Retype, without pictures, the line holding "# spot one point" and each line below it through the final line.

======== DATASET CONTENT

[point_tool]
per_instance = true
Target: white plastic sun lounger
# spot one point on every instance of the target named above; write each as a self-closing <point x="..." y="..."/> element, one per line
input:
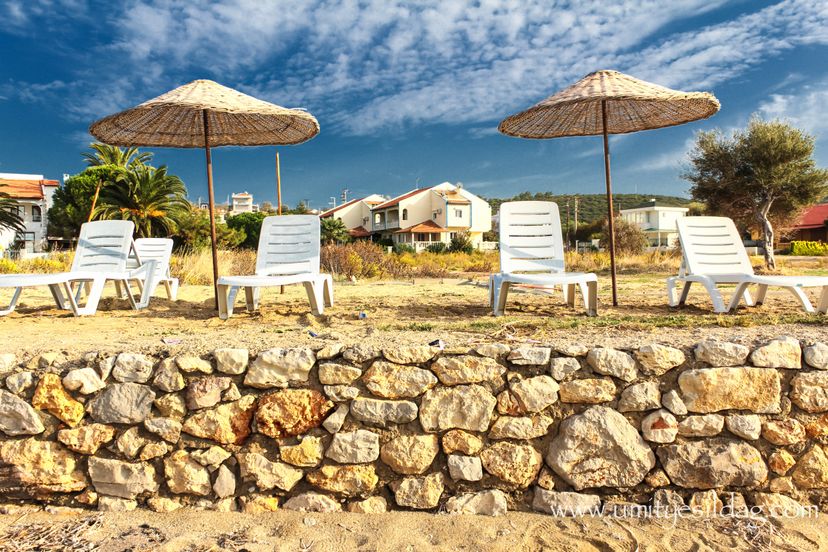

================

• _YOUR SOLUTION_:
# spot one point on every instance of the target named above; write each as a self-closing <point x="..." y="..."/> element, one per line
input:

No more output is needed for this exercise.